* [Task goal] Pull out every line in the entries below that contains the word "water", and copy each one in full.

* [Records shown]
□ □ □ □ □ □ □

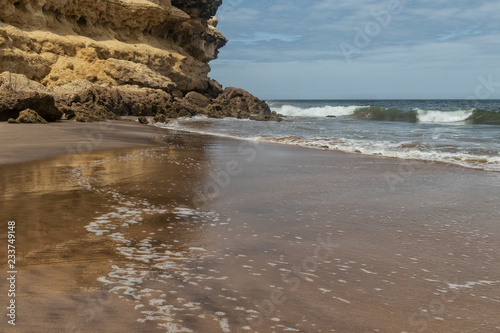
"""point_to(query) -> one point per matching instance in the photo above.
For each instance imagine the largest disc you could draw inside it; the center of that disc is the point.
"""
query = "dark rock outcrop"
(28, 116)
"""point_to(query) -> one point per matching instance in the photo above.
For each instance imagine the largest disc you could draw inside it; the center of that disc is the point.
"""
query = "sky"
(361, 49)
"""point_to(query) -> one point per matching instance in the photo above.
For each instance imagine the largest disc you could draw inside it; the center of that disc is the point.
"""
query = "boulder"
(197, 99)
(29, 116)
(239, 103)
(12, 103)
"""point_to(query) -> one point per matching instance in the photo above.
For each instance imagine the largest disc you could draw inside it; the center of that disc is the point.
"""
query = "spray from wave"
(470, 116)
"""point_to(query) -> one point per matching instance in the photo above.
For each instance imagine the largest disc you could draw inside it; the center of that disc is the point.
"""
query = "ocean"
(460, 132)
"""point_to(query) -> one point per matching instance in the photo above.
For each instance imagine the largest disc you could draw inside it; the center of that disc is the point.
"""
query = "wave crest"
(470, 116)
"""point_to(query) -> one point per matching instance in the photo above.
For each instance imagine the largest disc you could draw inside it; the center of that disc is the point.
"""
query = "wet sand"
(204, 234)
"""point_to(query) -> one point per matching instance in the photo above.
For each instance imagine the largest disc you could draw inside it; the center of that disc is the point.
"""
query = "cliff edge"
(100, 59)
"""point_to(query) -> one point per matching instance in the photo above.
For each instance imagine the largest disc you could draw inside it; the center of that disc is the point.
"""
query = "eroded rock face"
(91, 60)
(12, 103)
(150, 43)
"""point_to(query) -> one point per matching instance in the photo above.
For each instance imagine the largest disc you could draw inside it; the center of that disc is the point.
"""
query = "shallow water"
(205, 234)
(460, 132)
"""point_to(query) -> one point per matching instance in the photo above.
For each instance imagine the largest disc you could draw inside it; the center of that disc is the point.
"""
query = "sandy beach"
(206, 234)
(28, 142)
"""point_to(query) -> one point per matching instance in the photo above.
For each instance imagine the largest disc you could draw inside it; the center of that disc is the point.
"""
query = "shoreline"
(32, 142)
(390, 249)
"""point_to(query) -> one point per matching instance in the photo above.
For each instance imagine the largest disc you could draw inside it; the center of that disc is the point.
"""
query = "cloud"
(431, 46)
(258, 37)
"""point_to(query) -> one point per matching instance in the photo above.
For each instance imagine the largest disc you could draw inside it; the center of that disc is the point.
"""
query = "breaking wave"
(468, 116)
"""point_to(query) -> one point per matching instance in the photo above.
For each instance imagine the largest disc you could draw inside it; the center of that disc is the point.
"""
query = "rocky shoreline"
(87, 63)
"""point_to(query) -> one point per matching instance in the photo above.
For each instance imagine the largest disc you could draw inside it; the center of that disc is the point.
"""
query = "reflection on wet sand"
(298, 241)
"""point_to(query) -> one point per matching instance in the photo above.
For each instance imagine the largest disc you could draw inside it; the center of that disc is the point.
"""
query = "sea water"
(460, 132)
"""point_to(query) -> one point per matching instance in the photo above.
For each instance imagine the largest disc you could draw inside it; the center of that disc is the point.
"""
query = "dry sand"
(205, 234)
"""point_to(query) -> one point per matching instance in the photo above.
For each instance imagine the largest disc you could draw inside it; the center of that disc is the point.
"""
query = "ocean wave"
(438, 116)
(409, 151)
(417, 115)
(324, 111)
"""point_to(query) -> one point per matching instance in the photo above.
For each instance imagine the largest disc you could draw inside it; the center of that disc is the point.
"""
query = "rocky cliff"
(97, 59)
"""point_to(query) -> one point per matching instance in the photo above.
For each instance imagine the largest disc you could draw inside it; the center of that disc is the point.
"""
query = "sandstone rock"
(197, 99)
(159, 44)
(12, 103)
(236, 102)
(143, 120)
(96, 60)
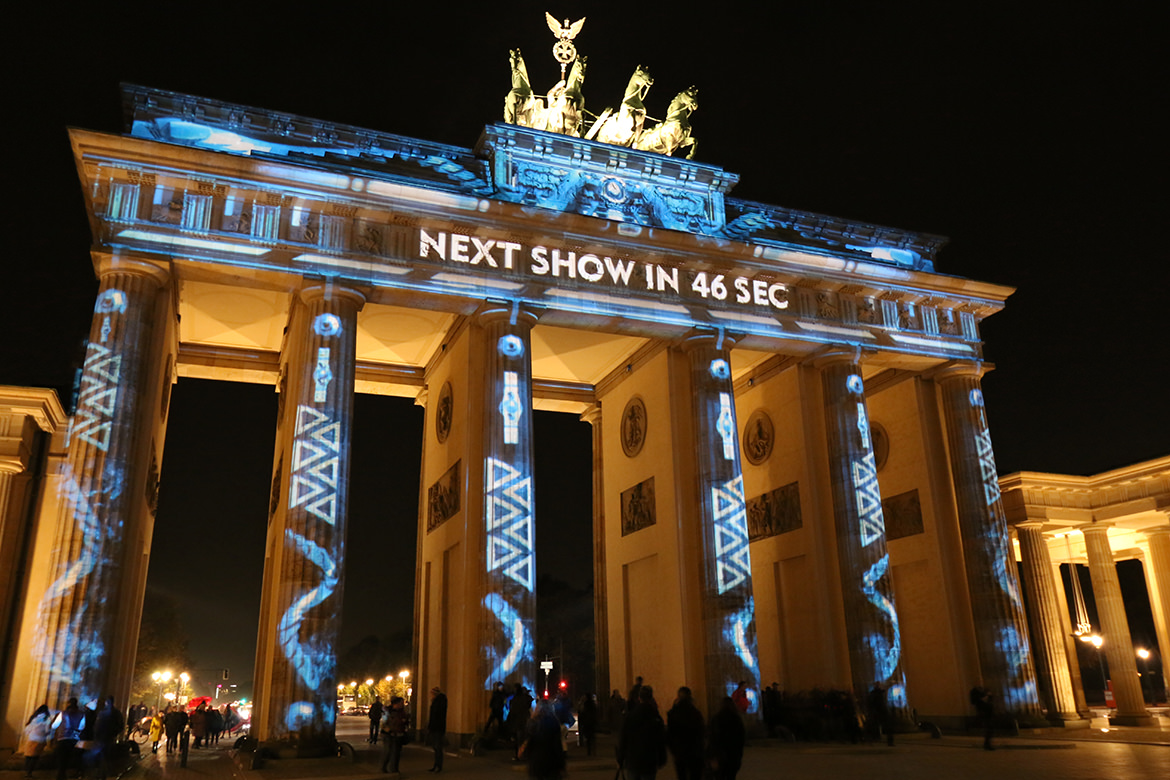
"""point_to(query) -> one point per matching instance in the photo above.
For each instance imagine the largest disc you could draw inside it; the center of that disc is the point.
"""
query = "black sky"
(1026, 136)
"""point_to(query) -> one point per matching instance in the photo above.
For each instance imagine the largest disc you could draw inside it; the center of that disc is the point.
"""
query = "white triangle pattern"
(509, 522)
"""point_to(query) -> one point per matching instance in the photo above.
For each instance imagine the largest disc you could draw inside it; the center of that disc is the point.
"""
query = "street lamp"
(1096, 642)
(1144, 655)
(160, 678)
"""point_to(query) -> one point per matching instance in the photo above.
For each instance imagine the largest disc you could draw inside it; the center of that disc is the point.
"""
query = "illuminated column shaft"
(871, 618)
(508, 621)
(1000, 629)
(600, 594)
(1157, 579)
(296, 681)
(1047, 634)
(1119, 647)
(728, 606)
(77, 613)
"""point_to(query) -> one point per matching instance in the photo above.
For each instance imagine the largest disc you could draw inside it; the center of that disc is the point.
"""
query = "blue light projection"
(1012, 643)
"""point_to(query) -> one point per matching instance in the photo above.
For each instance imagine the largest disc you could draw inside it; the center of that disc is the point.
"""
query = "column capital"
(112, 263)
(835, 354)
(959, 370)
(704, 338)
(316, 290)
(592, 415)
(495, 310)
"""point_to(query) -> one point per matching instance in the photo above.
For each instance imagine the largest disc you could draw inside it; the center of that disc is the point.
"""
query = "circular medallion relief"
(633, 427)
(444, 412)
(758, 436)
(880, 440)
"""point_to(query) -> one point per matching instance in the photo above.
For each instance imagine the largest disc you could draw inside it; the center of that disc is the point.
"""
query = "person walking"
(641, 745)
(69, 725)
(436, 726)
(38, 732)
(727, 739)
(374, 716)
(685, 736)
(393, 734)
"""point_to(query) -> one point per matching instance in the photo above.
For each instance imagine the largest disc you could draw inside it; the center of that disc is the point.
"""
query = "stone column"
(600, 594)
(508, 559)
(296, 684)
(1157, 579)
(871, 618)
(1047, 634)
(77, 613)
(728, 607)
(1000, 627)
(1119, 647)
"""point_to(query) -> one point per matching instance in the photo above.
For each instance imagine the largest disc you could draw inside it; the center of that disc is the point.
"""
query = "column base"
(1140, 719)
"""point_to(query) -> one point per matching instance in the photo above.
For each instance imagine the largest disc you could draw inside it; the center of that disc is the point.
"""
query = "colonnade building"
(792, 468)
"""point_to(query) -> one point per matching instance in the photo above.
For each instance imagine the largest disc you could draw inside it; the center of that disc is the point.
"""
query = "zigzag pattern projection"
(508, 495)
(733, 561)
(868, 496)
(98, 397)
(75, 648)
(315, 463)
(312, 660)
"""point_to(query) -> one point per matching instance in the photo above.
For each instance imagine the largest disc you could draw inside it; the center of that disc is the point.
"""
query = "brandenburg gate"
(793, 475)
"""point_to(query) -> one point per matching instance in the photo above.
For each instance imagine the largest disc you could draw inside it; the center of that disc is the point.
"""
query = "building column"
(75, 643)
(600, 592)
(296, 651)
(1119, 647)
(871, 618)
(508, 558)
(1000, 627)
(1047, 632)
(1157, 582)
(728, 606)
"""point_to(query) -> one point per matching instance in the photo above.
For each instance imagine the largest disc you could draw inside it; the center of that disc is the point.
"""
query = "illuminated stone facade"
(793, 478)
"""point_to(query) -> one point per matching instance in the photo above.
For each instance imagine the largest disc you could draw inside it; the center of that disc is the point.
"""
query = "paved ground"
(1091, 753)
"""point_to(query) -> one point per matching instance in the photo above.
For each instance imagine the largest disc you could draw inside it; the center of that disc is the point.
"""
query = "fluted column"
(871, 618)
(1157, 578)
(296, 680)
(600, 593)
(728, 606)
(508, 558)
(1047, 635)
(1119, 647)
(77, 613)
(1000, 627)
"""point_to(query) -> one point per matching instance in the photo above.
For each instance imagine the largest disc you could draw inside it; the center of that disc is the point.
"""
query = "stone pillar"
(508, 558)
(296, 654)
(1119, 647)
(75, 647)
(1000, 628)
(600, 589)
(1047, 632)
(728, 607)
(871, 618)
(1157, 582)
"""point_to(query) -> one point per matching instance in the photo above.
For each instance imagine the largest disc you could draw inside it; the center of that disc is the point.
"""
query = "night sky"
(1026, 137)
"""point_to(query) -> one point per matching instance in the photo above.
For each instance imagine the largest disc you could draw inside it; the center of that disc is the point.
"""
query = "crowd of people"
(87, 740)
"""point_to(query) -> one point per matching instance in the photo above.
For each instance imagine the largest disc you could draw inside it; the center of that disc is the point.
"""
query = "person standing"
(393, 734)
(685, 736)
(436, 725)
(727, 740)
(38, 731)
(641, 746)
(374, 716)
(985, 712)
(69, 724)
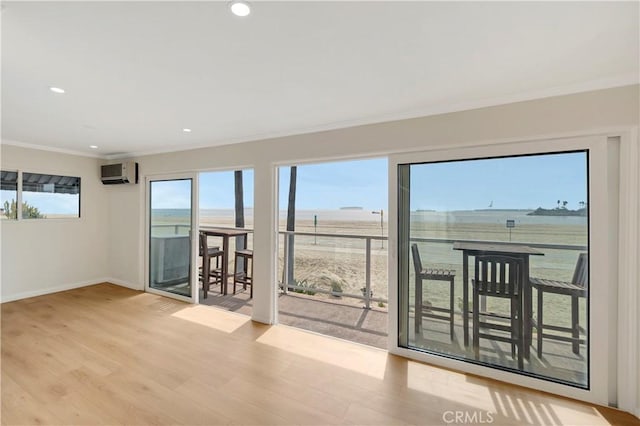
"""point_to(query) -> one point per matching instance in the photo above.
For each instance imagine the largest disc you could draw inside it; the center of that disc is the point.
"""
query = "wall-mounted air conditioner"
(112, 174)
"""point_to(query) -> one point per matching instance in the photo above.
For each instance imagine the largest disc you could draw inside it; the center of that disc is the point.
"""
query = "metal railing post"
(285, 277)
(367, 275)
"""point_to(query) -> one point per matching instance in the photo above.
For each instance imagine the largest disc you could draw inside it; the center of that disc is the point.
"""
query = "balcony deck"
(346, 319)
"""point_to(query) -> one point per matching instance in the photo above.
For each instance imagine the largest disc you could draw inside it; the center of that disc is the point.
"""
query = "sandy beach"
(329, 262)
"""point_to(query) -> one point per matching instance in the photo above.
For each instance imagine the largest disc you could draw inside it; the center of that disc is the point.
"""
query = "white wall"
(43, 256)
(571, 115)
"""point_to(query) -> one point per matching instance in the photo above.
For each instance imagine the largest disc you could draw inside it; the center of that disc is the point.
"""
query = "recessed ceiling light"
(240, 8)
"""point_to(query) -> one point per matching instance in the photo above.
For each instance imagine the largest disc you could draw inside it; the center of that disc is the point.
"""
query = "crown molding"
(594, 85)
(50, 149)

□ □ □ □ □ □ □

* [Output below]
query = "shallow water"
query = "sea water"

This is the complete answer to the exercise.